EXCERPTED PASSAGE:
⟨

Now evaluate at $s = 0$ . The curvature term vanishes because one of its arguments is $T(0, t) = 0$ (and its applied to $T(0,t)=0$ !). What remains is $\nabla_T \nabla_T S|_{s=0}$ . Along the constant curve $t \mapsto \widehat e$ , covariant differentiation reduces to ordinary differentiation in the vector space $T_{\widehat e}\widehat Q$ , and $S(0, t) = \xi(t)$ . So putting it all together

\underbrace{\nabla_S\, (\nabla_T T)\big|_{s=0}}_{\text{left side}} \;=\;\nabla_T \nabla_T S \big|_{s=0} \;=\; \ddot \xi(t) \;\in\; T_{\widehat e}\widehat Q.

Right side

At $s = 0$ , $S(0, t) = \xi(t)$ and $q(0, t) = \widehat e$ , so $\nabla_S$ applied to any vector field along the family reduces at $s = 0$ to $\nabla_\xi$ at $\widehat e$ . In particular,

\nabla_S\, (\operatorname{grad} V)\big|_{s=0} \;=\; \nabla_\xi\, \operatorname{grad} V\,\big|_{\widehat e}.

The map $\xi \mapsto \nabla_\xi \operatorname{grad} V|_{\widehat e}$ is linear in $\xi$ (because the covariant derivative is linear in its lower index), so it is a linear operator on $T_{\widehat e}\widehat Q$ . We give it a name:

\mathcal H \colon T_{\widehat e}\widehat Q \to T_{\widehat e}\widehat Q, \qquad \mathcal H\, \xi \;:=\; \nabla_\xi \operatorname{grad} V\,\big|_{\widehat e}.

⟩

REQUIREMENTS:
(1) Return the covariant-derivative passage word for word, in full.
(2) Revise the listing from the line containing "outline ear, every instance" down through its end, changing "separate parts" to "disjoint pieces" and keeping everything else as it is. Give back only those lines.
The covariant-derivative passage and the listing are separate material.

EXERCISE INPUT:
⟨

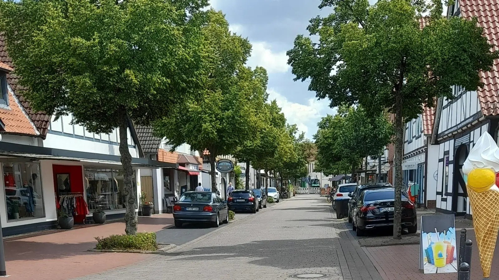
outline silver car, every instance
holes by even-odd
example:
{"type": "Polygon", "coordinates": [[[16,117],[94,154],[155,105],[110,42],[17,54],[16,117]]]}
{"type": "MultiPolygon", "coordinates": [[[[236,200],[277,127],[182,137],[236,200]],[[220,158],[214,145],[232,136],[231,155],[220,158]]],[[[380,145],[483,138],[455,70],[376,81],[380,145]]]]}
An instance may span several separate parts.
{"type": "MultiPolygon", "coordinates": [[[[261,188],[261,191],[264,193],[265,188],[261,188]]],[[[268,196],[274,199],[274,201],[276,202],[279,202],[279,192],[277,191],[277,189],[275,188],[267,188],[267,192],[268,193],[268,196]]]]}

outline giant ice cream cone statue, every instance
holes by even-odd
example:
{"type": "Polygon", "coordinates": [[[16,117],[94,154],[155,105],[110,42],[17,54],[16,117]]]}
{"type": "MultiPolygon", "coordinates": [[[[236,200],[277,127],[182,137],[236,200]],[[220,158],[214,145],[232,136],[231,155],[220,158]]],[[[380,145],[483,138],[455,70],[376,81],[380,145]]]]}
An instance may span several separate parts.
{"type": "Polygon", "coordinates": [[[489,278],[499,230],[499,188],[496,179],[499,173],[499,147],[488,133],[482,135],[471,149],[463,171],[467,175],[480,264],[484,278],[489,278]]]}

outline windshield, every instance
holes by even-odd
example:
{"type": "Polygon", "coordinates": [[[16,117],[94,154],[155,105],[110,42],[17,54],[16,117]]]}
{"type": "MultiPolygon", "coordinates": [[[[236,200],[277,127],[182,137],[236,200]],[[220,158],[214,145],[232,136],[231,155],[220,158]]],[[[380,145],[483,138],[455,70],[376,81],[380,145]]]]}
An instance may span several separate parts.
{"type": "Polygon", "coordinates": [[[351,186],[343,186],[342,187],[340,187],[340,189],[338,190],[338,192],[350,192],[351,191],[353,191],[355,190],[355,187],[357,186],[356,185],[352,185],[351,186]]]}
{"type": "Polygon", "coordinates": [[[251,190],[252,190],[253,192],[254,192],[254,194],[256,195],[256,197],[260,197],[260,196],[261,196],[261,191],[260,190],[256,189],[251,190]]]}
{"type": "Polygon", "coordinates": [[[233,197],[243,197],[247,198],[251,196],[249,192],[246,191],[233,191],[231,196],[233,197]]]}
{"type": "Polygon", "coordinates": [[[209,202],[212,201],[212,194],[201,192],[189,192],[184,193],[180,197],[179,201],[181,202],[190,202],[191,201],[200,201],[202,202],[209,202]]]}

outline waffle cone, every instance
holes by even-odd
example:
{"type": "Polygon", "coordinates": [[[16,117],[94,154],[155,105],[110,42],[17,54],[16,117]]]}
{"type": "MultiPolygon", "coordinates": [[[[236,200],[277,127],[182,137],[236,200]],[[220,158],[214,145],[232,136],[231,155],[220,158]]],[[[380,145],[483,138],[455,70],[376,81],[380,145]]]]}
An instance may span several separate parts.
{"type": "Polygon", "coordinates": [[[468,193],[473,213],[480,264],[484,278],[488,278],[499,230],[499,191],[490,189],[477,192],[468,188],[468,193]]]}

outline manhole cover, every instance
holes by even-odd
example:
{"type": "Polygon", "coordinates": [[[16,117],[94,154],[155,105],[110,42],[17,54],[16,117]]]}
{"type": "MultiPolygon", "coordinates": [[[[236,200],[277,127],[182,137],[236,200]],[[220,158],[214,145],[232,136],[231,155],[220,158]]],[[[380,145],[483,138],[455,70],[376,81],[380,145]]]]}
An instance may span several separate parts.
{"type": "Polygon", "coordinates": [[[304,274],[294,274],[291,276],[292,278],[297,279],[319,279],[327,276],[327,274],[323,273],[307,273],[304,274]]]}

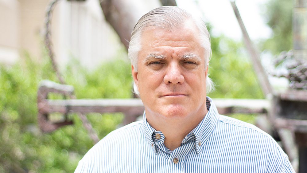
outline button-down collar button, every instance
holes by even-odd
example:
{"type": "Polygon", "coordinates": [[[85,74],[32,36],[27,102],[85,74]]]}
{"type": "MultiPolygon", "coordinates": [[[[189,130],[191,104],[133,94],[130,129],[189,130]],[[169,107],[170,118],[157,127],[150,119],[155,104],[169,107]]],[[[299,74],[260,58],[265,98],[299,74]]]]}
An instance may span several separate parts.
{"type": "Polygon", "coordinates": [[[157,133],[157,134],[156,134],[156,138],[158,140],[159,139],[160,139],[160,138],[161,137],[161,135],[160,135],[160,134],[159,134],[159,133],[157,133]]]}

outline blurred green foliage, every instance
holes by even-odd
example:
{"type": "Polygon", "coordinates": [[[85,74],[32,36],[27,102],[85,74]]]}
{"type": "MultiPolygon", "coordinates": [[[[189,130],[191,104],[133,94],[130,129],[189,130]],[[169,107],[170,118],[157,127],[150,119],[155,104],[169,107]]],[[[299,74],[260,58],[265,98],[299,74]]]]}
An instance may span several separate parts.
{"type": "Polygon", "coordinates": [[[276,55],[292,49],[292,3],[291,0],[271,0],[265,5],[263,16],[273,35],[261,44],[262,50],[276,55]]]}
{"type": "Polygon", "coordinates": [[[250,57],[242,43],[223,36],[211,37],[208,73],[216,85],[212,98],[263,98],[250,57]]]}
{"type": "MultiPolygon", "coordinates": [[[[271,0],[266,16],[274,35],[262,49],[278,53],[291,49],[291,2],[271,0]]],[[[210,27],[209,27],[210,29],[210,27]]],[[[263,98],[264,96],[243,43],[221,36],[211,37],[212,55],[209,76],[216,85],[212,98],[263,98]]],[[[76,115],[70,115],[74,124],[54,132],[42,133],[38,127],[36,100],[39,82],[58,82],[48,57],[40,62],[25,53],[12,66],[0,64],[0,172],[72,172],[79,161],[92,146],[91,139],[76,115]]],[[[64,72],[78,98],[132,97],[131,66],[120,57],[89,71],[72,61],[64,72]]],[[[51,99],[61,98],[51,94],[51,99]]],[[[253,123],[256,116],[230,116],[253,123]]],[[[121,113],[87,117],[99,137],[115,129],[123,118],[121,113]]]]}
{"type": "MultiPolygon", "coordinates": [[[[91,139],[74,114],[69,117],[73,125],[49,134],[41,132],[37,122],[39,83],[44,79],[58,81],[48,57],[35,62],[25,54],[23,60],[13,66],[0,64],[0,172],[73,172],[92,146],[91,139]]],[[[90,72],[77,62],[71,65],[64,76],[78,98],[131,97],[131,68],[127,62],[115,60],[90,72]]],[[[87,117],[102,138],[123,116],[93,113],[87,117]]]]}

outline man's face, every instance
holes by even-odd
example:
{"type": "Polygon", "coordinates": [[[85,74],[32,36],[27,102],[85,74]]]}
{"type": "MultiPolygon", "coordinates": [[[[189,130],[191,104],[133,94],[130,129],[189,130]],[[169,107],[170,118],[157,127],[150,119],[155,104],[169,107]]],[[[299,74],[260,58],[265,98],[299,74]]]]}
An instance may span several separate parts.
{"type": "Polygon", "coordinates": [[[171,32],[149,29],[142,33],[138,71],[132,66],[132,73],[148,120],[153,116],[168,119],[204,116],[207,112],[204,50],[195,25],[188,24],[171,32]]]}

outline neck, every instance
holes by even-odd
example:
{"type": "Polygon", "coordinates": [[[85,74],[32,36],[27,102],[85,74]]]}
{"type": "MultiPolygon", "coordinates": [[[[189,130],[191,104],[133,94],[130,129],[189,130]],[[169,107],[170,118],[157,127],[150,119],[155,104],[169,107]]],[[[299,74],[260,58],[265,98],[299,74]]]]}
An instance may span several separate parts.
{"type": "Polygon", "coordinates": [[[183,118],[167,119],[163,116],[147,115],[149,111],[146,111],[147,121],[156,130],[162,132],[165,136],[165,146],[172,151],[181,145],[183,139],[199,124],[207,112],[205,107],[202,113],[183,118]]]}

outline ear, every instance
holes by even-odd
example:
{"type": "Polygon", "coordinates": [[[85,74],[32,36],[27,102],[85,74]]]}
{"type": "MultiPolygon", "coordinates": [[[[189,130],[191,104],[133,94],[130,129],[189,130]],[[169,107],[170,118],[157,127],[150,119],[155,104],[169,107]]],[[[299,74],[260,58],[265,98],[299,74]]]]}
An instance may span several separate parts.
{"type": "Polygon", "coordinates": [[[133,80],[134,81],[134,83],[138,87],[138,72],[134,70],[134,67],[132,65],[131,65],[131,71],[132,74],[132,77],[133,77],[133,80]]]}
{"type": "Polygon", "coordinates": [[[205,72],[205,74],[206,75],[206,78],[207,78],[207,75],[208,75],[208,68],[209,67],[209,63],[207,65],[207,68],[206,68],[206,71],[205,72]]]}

⟩

ANSWER SET:
(1)
Now evaluate at $s = 0$ . The curvature term vanishes because one of its arguments is $T(0, t) = 0$ (and its applied to $T(0,t)=0$ !). What remains is $\nabla_T \nabla_T S|_{s=0}$ . Along the constant curve $t \mapsto \widehat e$ , covariant differentiation reduces to ordinary differentiation in the vector space $T_{\widehat e}\widehat Q$ , and $S(0, t) = \xi(t)$ . So putting it all together

\underbrace{\nabla_S\, (\nabla_T T)\big|_{s=0}}_{\text{left side}} \;=\;\nabla_T \nabla_T S \big|_{s=0} \;=\; \ddot \xi(t) \;\in\; T_{\widehat e}\widehat Q.

Right side

At $s = 0$ , $S(0, t) = \xi(t)$ and $q(0, t) = \widehat e$ , so $\nabla_S$ applied to any vector field along the family reduces at $s = 0$ to $\nabla_\xi$ at $\widehat e$ . In particular,

\nabla_S\, (\operatorname{grad} V)\big|_{s=0} \;=\; \nabla_\xi\, \operatorname{grad} V\,\big|_{\widehat e}.

The map $\xi \mapsto \nabla_\xi \operatorname{grad} V|_{\widehat e}$ is linear in $\xi$ (because the covariant derivative is linear in its lower index), so it is a linear operator on $T_{\widehat e}\widehat Q$ . We give it a name:

\mathcal H \colon T_{\widehat e}\widehat Q \to T_{\widehat e}\widehat Q, \qquad \mathcal H\, \xi \;:=\; \nabla_\xi \operatorname{grad} V\,\big|_{\widehat e}.

(2)
outline ear, every instance
holes by even-odd
example:
{"type": "Polygon", "coordinates": [[[85,74],[32,36],[27,102],[85,74]]]}
{"type": "MultiPolygon", "coordinates": [[[[189,130],[191,104],[133,94],[130,129],[189,130]],[[169,107],[170,118],[157,127],[150,119],[155,104],[169,107]]],[[[299,74],[260,58],[265,98],[299,74]]]]}
An instance may span several disjoint pieces.
{"type": "Polygon", "coordinates": [[[133,80],[134,81],[134,83],[138,87],[138,72],[134,70],[134,67],[132,65],[131,65],[131,71],[132,74],[132,77],[133,77],[133,80]]]}
{"type": "Polygon", "coordinates": [[[205,72],[205,74],[206,75],[206,78],[207,78],[207,75],[208,75],[208,68],[209,67],[209,63],[207,65],[207,68],[206,68],[206,71],[205,72]]]}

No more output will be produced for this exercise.